Assignment:
The records below need copying. Match each line exactly.

Source data:
_ _ _

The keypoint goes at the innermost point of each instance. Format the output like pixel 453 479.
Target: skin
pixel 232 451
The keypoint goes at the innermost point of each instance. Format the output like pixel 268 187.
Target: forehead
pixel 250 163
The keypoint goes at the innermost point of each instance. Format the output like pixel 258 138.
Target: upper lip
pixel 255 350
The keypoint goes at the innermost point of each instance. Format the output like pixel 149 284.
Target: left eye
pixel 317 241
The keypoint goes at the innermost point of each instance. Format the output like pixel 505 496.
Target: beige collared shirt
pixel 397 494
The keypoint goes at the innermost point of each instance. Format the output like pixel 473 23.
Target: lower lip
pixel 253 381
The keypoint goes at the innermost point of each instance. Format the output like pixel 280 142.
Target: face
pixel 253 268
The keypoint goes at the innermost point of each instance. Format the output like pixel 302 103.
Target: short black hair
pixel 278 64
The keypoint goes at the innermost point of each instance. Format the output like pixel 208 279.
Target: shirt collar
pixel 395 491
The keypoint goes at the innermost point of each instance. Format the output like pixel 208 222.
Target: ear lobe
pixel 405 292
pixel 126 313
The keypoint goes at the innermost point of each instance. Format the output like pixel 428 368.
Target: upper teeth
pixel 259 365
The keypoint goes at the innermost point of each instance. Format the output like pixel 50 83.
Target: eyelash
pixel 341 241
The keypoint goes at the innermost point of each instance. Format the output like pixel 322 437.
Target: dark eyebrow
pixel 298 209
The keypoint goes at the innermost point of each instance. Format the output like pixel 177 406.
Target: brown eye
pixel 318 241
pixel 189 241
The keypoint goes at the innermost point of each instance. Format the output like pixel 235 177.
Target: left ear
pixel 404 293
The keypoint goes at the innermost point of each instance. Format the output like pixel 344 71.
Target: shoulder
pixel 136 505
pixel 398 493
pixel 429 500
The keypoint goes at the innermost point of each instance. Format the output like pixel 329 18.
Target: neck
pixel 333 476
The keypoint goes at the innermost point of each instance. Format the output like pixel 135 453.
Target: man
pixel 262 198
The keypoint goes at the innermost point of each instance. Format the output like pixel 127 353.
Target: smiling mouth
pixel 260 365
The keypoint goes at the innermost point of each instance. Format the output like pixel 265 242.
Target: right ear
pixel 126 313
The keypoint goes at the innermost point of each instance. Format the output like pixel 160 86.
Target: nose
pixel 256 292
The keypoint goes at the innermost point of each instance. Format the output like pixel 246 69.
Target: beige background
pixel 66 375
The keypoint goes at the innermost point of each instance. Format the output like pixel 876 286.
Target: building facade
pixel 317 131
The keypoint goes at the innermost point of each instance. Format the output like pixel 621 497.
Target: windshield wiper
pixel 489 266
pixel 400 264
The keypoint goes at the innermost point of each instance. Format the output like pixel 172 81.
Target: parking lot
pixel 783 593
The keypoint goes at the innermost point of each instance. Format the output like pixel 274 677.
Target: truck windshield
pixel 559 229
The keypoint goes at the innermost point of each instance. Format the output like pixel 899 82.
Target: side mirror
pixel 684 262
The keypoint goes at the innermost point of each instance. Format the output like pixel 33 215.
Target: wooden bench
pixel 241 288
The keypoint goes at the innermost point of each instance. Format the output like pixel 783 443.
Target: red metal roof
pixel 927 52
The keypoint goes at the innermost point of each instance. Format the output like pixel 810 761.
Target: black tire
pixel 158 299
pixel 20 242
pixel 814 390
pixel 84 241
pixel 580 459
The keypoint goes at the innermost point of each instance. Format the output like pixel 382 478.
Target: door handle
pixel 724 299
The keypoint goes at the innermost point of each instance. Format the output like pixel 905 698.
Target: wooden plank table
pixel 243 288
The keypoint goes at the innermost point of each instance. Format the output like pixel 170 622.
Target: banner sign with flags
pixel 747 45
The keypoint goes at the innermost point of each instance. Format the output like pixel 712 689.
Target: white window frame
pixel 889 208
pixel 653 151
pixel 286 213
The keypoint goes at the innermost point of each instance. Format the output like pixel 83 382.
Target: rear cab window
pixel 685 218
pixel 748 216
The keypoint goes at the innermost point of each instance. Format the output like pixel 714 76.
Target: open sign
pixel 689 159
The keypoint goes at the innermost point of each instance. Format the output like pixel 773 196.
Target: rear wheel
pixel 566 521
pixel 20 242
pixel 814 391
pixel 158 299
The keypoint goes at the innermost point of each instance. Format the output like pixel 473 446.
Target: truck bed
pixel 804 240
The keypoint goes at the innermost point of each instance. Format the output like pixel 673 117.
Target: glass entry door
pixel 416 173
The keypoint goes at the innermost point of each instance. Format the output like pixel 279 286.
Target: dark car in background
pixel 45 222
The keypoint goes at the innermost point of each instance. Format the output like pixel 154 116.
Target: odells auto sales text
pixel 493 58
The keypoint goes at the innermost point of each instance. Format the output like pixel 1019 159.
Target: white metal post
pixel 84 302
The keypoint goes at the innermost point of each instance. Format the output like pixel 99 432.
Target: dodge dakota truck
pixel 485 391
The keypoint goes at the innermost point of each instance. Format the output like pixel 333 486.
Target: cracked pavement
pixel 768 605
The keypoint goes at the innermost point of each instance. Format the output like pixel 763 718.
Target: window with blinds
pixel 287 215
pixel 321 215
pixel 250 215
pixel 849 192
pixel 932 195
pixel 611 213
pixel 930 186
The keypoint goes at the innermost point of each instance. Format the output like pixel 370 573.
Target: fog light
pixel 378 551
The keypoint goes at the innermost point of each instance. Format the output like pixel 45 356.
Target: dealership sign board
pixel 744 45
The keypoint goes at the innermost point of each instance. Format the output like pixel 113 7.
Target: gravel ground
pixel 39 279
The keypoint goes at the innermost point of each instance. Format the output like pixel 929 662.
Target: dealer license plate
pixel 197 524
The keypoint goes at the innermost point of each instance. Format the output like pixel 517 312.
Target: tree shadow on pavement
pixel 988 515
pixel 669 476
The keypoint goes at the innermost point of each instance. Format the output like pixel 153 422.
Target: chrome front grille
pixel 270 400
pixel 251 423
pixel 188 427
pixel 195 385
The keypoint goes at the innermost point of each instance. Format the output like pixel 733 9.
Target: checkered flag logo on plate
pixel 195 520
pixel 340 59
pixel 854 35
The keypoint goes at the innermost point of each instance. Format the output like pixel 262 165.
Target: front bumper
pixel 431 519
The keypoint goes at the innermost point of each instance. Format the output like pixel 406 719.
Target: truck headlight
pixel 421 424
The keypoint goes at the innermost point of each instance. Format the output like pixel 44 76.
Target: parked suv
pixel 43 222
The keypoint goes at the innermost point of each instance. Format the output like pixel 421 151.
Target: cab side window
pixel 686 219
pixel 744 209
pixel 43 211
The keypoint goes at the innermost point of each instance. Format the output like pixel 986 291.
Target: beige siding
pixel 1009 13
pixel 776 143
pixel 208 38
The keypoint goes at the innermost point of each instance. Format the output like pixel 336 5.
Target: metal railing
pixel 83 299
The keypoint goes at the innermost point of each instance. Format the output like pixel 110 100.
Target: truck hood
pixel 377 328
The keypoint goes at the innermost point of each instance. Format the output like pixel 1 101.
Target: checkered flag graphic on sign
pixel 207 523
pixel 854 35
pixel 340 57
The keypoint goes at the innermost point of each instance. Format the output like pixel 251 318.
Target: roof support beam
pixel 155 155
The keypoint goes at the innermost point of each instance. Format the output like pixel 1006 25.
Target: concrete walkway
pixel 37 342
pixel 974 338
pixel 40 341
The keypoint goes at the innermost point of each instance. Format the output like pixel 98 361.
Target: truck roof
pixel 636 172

_ _ _

Solution for this task:
The keypoint goes at the innermost point of each instance. Format the output like pixel 453 479.
Target: skin
pixel 232 451
The keypoint goes at the innermost point of each instance. Format the output like pixel 268 187.
Target: forehead
pixel 250 163
The keypoint goes at the innermost point of each instance. Format the output like pixel 258 138.
Target: upper lip
pixel 255 350
The keypoint goes at the innermost point of each instance. Format the output like pixel 149 284.
Target: left eye
pixel 317 241
The keypoint goes at the innermost point of each instance. Format the output like pixel 505 496.
Target: beige collared shirt
pixel 397 494
The keypoint goes at the innermost point of each instance. Format the output like pixel 473 23.
Target: lower lip
pixel 253 381
The keypoint goes at the innermost point of each instance. Format the output like pixel 280 142.
Target: face
pixel 253 268
The keypoint goes at the innermost point of each instance. Format the output like pixel 302 103.
Target: short black hair
pixel 278 64
The keypoint goes at the innermost point of each instance. Format the output like pixel 208 279.
Target: shirt collar
pixel 395 491
The keypoint goes at the innermost point of each instance. Format the output like pixel 208 222.
Target: ear lobe
pixel 405 292
pixel 126 313
The keypoint goes at the innermost point of each instance. Format the output like pixel 428 368.
Target: upper teeth
pixel 259 365
The keypoint goes at the innermost point of each instance. Format the output like pixel 50 83.
Target: eyelash
pixel 341 241
The keypoint goes at the innermost point of each instance. Format the output like pixel 322 437.
Target: dark eyebrow
pixel 298 209
The keypoint goes at the innermost point of each instance. Format the output like pixel 177 406.
Target: brown eye
pixel 318 241
pixel 189 241
The keypoint goes at the innermost point of each instance. Format the output like pixel 235 177.
Target: left ear
pixel 404 293
The keypoint goes at the innermost point of each instance. Format the output like pixel 344 71.
Target: shoulder
pixel 136 505
pixel 398 493
pixel 429 500
The keypoint goes at the innermost point of each instance. Format the output like pixel 329 18.
Target: neck
pixel 333 476
The keypoint goes at the innermost point of each instance. Format the output like pixel 135 453.
Target: man
pixel 262 198
The keypoint goes at the innermost point of each instance. Format the output like pixel 127 353.
Target: smiling mouth
pixel 260 365
The keypoint goes at the innermost point of each instance. Format the output like pixel 265 242.
Target: right ear
pixel 126 313
The keypoint goes at the innermost point of each instance. Format the output like pixel 160 86.
Target: nose
pixel 256 292
The keypoint goes at the innermost point of each instance. Format the output like pixel 246 69.
Target: beige background
pixel 66 375
The keypoint goes at the innermost point of each instance. Format the output like pixel 876 286.
Target: building facade
pixel 317 131
The keypoint goes at the innermost point of each instance. Format the output like pixel 621 497.
Target: windshield wiper
pixel 489 266
pixel 400 264
The keypoint goes at the innermost point of each instance. Format the output like pixel 172 81.
Target: parking lot
pixel 783 593
The keypoint goes at the innermost point of each instance. Format the output like pixel 274 677.
Target: truck windshield
pixel 559 229
The keypoint goes at the innermost point of each instance. Format the output like pixel 899 82.
Target: side mirror
pixel 684 262
The keypoint goes at the innermost point of each instance. Format the output like pixel 33 215.
Target: wooden bench
pixel 241 288
The keypoint goes at the innermost point of each instance. Format the output like pixel 783 443.
Target: red metal roof
pixel 927 52
The keypoint goes at the innermost point of each instance. Format the output like pixel 810 761.
Target: black tire
pixel 158 299
pixel 20 242
pixel 814 390
pixel 84 241
pixel 580 459
The keypoint goes at the innermost point of each instance. Format the output like pixel 382 478.
Target: door handle
pixel 724 299
The keypoint goes at the innermost point of each instance. Format the output like pixel 905 698.
Target: wooden plank table
pixel 243 288
The keypoint goes at the innermost point of each instance. Format the output like pixel 170 622.
Target: banner sign with flags
pixel 747 45
The keypoint goes at the innermost point of each instance. Format the output like pixel 712 689.
Target: white window frame
pixel 889 208
pixel 653 151
pixel 286 213
The keypoint goes at the innermost point of each instance. Format the output like pixel 83 382.
Target: rear cab window
pixel 685 218
pixel 748 216
The keypoint goes at the innermost point of each instance. Format the output like pixel 714 76.
Target: open sign
pixel 689 159
The keypoint goes at the innermost point of each instance. Format the output like pixel 773 196.
Target: rear wheel
pixel 566 521
pixel 20 242
pixel 814 391
pixel 158 299
The keypoint goes at the innermost point of each instance. Format the output like pixel 473 446.
Target: truck bed
pixel 804 240
The keypoint goes at the innermost point of each instance. Format the output like pixel 673 117.
Target: glass entry door
pixel 416 173
The keypoint goes at the innermost point of each instance. Format the output like pixel 279 286.
Target: dark car in background
pixel 45 222
The keypoint goes at the innermost point of each instance. Format the output like pixel 154 116.
Target: odells auto sales text
pixel 493 58
The keypoint goes at the innermost point of each instance. Format the output like pixel 1019 159.
Target: white metal post
pixel 84 302
The keypoint goes at the innermost point of each instance. Format the output like pixel 99 432.
Target: dodge dakota truck
pixel 485 391
The keypoint goes at the innermost point of each instance. Format the output like pixel 333 486.
Target: cracked pavement
pixel 768 605
The keypoint goes at the innermost point of each instance. Format the output like pixel 763 718.
Target: window with blinds
pixel 287 215
pixel 321 215
pixel 250 215
pixel 849 192
pixel 932 195
pixel 611 213
pixel 930 186
The keypoint goes at the innermost point of each instance. Format the output like pixel 370 573.
Target: fog light
pixel 378 551
The keypoint goes at the innermost point of each instance. Format the output like pixel 45 356.
Target: dealership sign board
pixel 744 45
The keypoint goes at the innermost point of each instance. Format the output like pixel 113 7.
Target: gravel ground
pixel 39 279
The keypoint goes at the innermost point of each instance. Format the output like pixel 929 662.
Target: dealer license plate
pixel 197 524
The keypoint goes at the innermost point of each instance. Format the output like pixel 517 312.
Target: tree shadow on pavement
pixel 988 515
pixel 669 476
The keypoint goes at the innermost point of each instance. Format the output like pixel 153 422.
Target: chrome front grille
pixel 270 400
pixel 251 423
pixel 188 427
pixel 195 385
The keypoint goes at the innermost point of each instance. Format the output like pixel 733 9.
Target: checkered flag logo on plate
pixel 195 520
pixel 340 59
pixel 854 35
The keypoint goes at the innermost point of each instance. Format the output like pixel 262 165.
Target: front bumper
pixel 431 519
The keypoint goes at the innermost point of each instance. Format the output like pixel 406 719.
Target: truck headlight
pixel 421 424
The keypoint goes at the innermost point of each instance. Format the output like pixel 44 76.
Target: parked suv
pixel 43 222
The keypoint goes at the innermost point of each instance. Format the output like pixel 421 151.
Target: cab side window
pixel 686 219
pixel 744 209
pixel 43 211
The keypoint goes at the innermost point of each instance. Format the output like pixel 986 291.
Target: beige siding
pixel 1009 13
pixel 776 143
pixel 208 38
The keypoint goes at the innermost point of each instance. Format the output like pixel 336 5.
Target: metal railing
pixel 83 299
The keypoint goes at the innermost point of each instance. Format the output like pixel 110 100.
Target: truck hood
pixel 377 328
The keypoint goes at the innermost point of each instance. Format the output like pixel 1 101.
Target: checkered flag graphic on sign
pixel 207 523
pixel 854 35
pixel 340 57
The keypoint goes at the innermost point of each instance. Format the output like pixel 251 318.
Target: roof support beam
pixel 155 155
The keypoint goes at the innermost point of each instance. Format the output like pixel 1006 25.
Target: concrete walkway
pixel 37 342
pixel 974 338
pixel 40 341
The keypoint goes at the innermost point of each instance. Format the output like pixel 98 361.
Target: truck roof
pixel 636 172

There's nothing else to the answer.